Point-per-instance localization data:
• • • • •

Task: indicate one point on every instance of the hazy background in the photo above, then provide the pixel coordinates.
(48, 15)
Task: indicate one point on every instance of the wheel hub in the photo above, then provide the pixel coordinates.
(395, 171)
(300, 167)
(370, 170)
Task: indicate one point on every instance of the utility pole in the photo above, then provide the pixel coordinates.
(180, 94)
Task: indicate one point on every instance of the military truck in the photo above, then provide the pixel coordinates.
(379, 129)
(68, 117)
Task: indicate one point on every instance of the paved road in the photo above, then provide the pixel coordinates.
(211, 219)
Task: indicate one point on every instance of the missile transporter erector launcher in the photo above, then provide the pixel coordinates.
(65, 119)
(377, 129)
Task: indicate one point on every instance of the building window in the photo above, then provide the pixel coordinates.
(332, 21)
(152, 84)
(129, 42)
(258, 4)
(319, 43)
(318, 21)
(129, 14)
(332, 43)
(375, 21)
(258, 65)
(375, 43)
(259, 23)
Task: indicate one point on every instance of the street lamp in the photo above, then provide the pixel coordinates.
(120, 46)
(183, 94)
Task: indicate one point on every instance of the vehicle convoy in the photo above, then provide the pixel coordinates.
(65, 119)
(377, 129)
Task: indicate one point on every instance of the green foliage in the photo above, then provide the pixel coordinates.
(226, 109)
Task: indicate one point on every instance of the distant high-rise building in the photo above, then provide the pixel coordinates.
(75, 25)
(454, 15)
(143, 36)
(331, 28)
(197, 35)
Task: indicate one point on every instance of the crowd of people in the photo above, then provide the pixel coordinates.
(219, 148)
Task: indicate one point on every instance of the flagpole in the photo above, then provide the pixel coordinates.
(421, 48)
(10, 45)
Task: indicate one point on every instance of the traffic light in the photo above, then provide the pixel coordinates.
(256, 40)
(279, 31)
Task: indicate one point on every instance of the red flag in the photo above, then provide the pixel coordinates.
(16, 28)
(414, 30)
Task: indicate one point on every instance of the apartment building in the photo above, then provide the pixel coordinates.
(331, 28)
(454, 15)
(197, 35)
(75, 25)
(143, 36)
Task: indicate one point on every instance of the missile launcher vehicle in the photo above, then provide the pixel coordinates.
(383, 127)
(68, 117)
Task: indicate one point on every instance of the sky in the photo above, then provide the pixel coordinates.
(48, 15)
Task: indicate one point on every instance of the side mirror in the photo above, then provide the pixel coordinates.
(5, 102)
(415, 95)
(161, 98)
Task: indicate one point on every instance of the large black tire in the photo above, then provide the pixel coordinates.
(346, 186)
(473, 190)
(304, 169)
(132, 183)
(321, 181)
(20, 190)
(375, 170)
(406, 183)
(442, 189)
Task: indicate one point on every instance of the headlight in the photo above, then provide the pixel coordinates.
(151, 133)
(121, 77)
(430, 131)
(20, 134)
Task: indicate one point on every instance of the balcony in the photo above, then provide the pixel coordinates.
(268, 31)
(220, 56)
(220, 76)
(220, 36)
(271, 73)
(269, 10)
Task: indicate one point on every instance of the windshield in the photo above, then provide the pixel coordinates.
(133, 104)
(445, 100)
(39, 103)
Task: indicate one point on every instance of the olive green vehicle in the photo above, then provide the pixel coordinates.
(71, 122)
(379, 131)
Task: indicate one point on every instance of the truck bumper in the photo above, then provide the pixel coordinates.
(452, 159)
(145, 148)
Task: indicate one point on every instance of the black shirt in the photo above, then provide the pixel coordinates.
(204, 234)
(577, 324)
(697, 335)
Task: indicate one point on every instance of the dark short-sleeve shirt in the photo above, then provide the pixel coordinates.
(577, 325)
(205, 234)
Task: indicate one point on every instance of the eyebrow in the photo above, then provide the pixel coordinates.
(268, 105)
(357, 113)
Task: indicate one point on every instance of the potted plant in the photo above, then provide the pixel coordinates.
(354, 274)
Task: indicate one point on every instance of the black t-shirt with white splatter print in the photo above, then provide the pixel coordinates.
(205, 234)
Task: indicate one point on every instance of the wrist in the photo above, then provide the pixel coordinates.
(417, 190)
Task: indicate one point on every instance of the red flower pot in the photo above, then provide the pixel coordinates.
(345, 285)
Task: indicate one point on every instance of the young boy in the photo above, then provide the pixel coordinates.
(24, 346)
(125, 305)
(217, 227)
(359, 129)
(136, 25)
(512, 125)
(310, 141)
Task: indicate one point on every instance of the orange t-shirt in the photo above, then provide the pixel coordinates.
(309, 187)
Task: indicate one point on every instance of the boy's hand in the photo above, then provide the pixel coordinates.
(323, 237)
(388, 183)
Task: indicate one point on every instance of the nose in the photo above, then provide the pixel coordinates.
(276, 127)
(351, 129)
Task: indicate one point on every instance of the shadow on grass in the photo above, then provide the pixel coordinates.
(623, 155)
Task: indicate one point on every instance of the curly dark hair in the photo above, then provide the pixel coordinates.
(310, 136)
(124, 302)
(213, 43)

• • • • •

* DIRECTIONS FOR THIS TASK: Write the data out once more, exactly as it was given.

* RESPONSE:
Task: indicate one point on every instance of the hazy background in the photo above, then provide the pixel coordinates.
(48, 15)
Task: indicate one point on every instance of the wheel hub in the photo above, then provide the pixel coordinates.
(395, 171)
(300, 167)
(370, 170)
Task: indicate one point on every instance of the utility pole in the photo above, then provide the pixel coordinates.
(180, 94)
Task: indicate one point on every instance of the military truck in the photo above, then provide the pixel coordinates.
(379, 129)
(68, 117)
Task: indicate one point on every instance of the paved road in the photo above, then provide the pixel coordinates.
(211, 219)
Task: indicate one point on every instance of the missile transporter erector launcher in the photo above, then provide the pixel coordinates.
(65, 119)
(377, 129)
Task: indicate one point on every instance of the building window in the photo above, then provide the pixel coordinates.
(332, 21)
(152, 84)
(129, 42)
(258, 4)
(319, 43)
(318, 21)
(129, 14)
(332, 43)
(375, 21)
(258, 65)
(375, 43)
(259, 23)
Task: indicate one point on every instance of the street lamp in the photo above, then provide the pixel coordinates.
(120, 46)
(183, 94)
Task: indicate one point on every instance of the vehicle convoy in the photo above, then provide the pixel coordinates.
(65, 119)
(377, 129)
Task: indicate one point on every instance of the green foliage in the photo above, then provide the pixel coordinates.
(226, 109)
Task: indicate one point on every instance of the distant high-rise building in the photo above, then provide the pixel coordinates.
(75, 25)
(454, 15)
(143, 36)
(331, 28)
(197, 35)
Task: indicate one point on every instance of the crowd of people in the photo above, then provide the pixel coordinates.
(219, 148)
Task: indicate one point on every instance of the flagpole in the photo above, then provide the pixel coordinates.
(421, 48)
(10, 45)
Task: indicate one point on every instance of the traffic light in the photo above, then provide the pixel coordinates.
(256, 40)
(279, 31)
Task: indicate one point on every instance of the red flag in the photo above, then provide the pixel coordinates.
(16, 28)
(414, 30)
Task: indicate one point on every instance of the apartment building in the photo above, then provide the pixel coordinates.
(331, 28)
(454, 15)
(197, 35)
(75, 25)
(143, 36)
Task: indicate one point on every instance of the missile launcher vehicle in the photo above, then provide the pixel coordinates.
(383, 127)
(68, 117)
Task: indicate one point on every instance of the sky in the photo above, then provide the pixel coordinates.
(48, 15)
Task: indicate one point on every instance of the side mirror in the photo above, then provide the pixel coordinates.
(5, 102)
(415, 95)
(161, 98)
Task: indicate one point on every instance of the large black tire in the photo above, then provide the pixel coordinates.
(346, 186)
(473, 190)
(304, 169)
(132, 183)
(321, 181)
(20, 190)
(375, 170)
(406, 183)
(442, 189)
Task: indicate one point on every instance of the headlight in the photo above, then provide the pixel coordinates.
(151, 133)
(121, 77)
(430, 131)
(20, 134)
Task: indicate one point on every instance of the balcony in the photo above, then provide the pixel coordinates.
(268, 31)
(220, 56)
(220, 76)
(220, 36)
(271, 73)
(269, 10)
Task: indicate one point on every instance of the windshield in the photo above, then provide the pixel coordinates.
(133, 104)
(445, 100)
(39, 103)
Task: indicate one point on every instance of the olive green vehicle in the photo above, then provide the pixel coordinates.
(71, 122)
(379, 131)
Task: indicate one point on every instance of the truck bumper in the photo above, then provide the pixel coordinates.
(452, 159)
(145, 148)
Task: indicate one point on every instance of the black shirt in the photo above, then provide the pixel coordinates.
(204, 234)
(577, 324)
(697, 335)
Task: indicate one point on every instance of the dark short-sleeve shirt in the photo above, then provide the pixel coordinates.
(577, 325)
(205, 234)
Task: indicate one point on every instance of the eyebrow in the photo above, then provide the pixel coordinates.
(268, 105)
(357, 113)
Task: indicate one point on every instance of the potted plant in the photo above, then provide the pixel coordinates.
(354, 274)
Task: indicate one point on every instance of the black t-shirt with white splatter print in the photo above, then provide the pixel coordinates.
(205, 234)
Task: indicate one point on every instance of the wrist in the photo above, then provide the pixel coordinates.
(417, 190)
Task: indicate one point on every instance of the red flower pot in the photo above, then provide the pixel coordinates.
(345, 285)
Task: indicate one point on every instance of the young boy in the photo above, then provide the pixel coordinates.
(24, 346)
(125, 305)
(217, 227)
(359, 129)
(136, 25)
(512, 125)
(310, 141)
Task: indicate one point on every instance of the orange t-shirt in the photo above, then provide the pixel coordinates.
(309, 187)
Task: indicate one point on every instance of the boy's hand in the photo above, then provide the pixel coordinates.
(323, 237)
(388, 183)
Task: indicate one point on every instance of the nose in the photo above, then provide the pixel coordinates.
(276, 127)
(351, 129)
Task: indicate one point on every instance of the shadow on grass in the photo above, then provide the pixel coordinates.
(623, 155)
Task: indicate one point on every instance of the curly dark hair in the photo above, then provide the pixel coordinates.
(310, 136)
(124, 302)
(213, 43)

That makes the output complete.